Point labeling examples
---------------
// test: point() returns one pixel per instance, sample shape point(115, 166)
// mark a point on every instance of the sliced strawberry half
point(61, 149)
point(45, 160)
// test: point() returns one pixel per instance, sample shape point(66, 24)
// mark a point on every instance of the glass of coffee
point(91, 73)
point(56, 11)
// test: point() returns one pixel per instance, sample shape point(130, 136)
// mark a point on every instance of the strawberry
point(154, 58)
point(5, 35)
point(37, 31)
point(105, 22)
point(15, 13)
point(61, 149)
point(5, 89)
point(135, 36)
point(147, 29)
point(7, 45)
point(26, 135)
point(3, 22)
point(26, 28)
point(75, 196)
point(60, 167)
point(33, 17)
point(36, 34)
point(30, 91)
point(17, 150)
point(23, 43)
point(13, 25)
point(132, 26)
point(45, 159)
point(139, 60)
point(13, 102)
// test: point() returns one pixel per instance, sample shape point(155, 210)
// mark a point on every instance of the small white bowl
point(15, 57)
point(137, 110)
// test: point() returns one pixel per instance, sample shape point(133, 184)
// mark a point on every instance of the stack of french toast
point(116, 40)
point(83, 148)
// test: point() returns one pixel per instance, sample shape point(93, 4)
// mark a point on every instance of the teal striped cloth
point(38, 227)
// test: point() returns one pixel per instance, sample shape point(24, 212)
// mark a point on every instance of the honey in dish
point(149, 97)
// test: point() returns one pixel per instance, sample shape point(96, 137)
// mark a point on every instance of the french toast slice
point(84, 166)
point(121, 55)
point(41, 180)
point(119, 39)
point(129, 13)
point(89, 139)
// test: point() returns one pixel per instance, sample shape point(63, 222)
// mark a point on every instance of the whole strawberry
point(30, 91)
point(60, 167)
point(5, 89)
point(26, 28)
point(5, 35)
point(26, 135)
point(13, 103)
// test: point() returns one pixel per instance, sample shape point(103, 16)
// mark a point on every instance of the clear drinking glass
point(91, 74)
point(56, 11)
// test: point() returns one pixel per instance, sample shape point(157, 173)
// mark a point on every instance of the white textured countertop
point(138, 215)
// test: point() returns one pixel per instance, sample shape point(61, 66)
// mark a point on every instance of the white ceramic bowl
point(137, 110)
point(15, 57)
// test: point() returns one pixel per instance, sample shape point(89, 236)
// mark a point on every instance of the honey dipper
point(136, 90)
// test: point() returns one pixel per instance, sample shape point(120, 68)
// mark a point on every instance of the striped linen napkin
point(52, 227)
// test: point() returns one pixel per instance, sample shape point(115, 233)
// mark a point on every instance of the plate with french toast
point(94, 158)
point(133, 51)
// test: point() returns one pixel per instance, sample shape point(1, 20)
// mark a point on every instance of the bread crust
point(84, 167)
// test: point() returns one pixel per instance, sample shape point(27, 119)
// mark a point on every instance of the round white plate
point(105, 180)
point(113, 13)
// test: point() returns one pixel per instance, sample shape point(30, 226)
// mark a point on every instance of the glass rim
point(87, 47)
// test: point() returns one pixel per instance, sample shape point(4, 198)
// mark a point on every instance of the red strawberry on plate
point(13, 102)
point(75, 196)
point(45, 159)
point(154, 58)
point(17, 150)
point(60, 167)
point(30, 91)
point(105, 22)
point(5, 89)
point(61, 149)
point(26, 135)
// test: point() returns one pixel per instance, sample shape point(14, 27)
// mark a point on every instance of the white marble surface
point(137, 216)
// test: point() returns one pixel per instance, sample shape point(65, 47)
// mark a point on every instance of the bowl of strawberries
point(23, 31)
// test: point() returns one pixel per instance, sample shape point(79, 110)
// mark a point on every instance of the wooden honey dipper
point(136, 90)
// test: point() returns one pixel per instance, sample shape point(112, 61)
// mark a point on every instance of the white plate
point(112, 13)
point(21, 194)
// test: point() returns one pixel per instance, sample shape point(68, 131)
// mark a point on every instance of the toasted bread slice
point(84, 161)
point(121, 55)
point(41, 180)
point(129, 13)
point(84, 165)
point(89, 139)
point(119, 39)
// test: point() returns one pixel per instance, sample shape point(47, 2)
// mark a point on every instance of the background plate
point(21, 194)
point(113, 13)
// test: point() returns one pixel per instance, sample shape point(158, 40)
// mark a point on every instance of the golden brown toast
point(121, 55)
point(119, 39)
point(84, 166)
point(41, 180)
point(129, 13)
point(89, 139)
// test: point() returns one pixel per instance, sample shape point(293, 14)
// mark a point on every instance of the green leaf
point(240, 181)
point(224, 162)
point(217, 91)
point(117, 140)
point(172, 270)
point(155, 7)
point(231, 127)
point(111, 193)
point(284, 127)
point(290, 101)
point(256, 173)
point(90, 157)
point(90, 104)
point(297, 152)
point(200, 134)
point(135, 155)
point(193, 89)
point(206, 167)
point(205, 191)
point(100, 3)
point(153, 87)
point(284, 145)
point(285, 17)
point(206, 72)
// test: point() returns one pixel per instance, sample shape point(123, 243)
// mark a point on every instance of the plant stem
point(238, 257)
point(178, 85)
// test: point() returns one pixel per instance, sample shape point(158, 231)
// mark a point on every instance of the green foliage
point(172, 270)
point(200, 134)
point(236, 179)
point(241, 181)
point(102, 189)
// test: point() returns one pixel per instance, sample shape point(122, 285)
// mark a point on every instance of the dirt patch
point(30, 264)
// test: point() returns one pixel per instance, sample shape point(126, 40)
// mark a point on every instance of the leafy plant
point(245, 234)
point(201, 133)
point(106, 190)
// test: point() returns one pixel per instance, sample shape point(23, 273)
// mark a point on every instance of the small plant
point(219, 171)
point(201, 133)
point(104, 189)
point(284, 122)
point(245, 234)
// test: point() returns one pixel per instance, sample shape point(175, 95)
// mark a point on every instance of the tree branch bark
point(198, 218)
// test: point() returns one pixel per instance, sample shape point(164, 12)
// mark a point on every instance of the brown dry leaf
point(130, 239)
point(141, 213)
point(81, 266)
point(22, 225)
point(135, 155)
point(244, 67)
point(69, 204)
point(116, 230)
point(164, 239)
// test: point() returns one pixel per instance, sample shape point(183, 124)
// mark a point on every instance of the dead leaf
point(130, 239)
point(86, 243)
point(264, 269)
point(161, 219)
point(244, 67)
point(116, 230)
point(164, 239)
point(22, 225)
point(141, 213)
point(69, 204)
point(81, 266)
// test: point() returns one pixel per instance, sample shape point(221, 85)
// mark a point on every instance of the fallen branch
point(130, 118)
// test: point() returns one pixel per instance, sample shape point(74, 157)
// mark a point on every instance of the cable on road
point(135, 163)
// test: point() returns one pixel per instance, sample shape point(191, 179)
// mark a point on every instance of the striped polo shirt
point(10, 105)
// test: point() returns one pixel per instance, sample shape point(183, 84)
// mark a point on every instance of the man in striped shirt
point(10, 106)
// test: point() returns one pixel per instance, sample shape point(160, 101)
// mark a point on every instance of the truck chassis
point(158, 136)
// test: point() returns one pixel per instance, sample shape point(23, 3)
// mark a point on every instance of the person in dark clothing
---------------
Aim of the task:
Could you rewrite the material from the line containing "shape point(164, 12)" through the end, inclusive, copying every line and scaling each answer's point coordinates by 2.15, rounded to whole numbers with halves going up? The numbers on lines that begin with // stay unchanged.

Task solution:
// test: point() returns one pixel per instance, sample shape point(164, 12)
// mark a point on every instance of the brown dry leaf
point(280, 514)
point(303, 458)
point(174, 572)
point(47, 484)
point(290, 333)
point(525, 144)
point(148, 439)
point(249, 495)
point(353, 514)
// test: point() returns one pixel per instance, sample shape point(183, 124)
// mark a point on every instance of the dead leaf
point(280, 514)
point(185, 522)
point(568, 578)
point(346, 471)
point(525, 144)
point(249, 495)
point(353, 514)
point(47, 484)
point(303, 458)
point(148, 439)
point(174, 572)
// test: point() returns one pixel per instance, sample shape point(221, 85)
// mark a point on every instance of the fallen branch
point(280, 254)
// test: point() returns one pixel per instance, sample shape point(74, 157)
// mark a point on every instance of the cable on road
point(290, 350)
// test: point() returns one pixel per instance, sample shape point(191, 179)
// mark a point on every instance of the striped polo shirt
point(22, 226)
// test: point() returns one pixel per instance, sample shape point(183, 84)
// mark a point on every instance of the man in striped shirt
point(22, 228)
// test: point() returns one pixel per instance, sample shape point(160, 101)
// mark a point on every instance of the truck chassis
point(340, 292)
// test: point() returns one pixel per instance, sample shape point(23, 3)
// mark a point on every instance of the person in dark clothing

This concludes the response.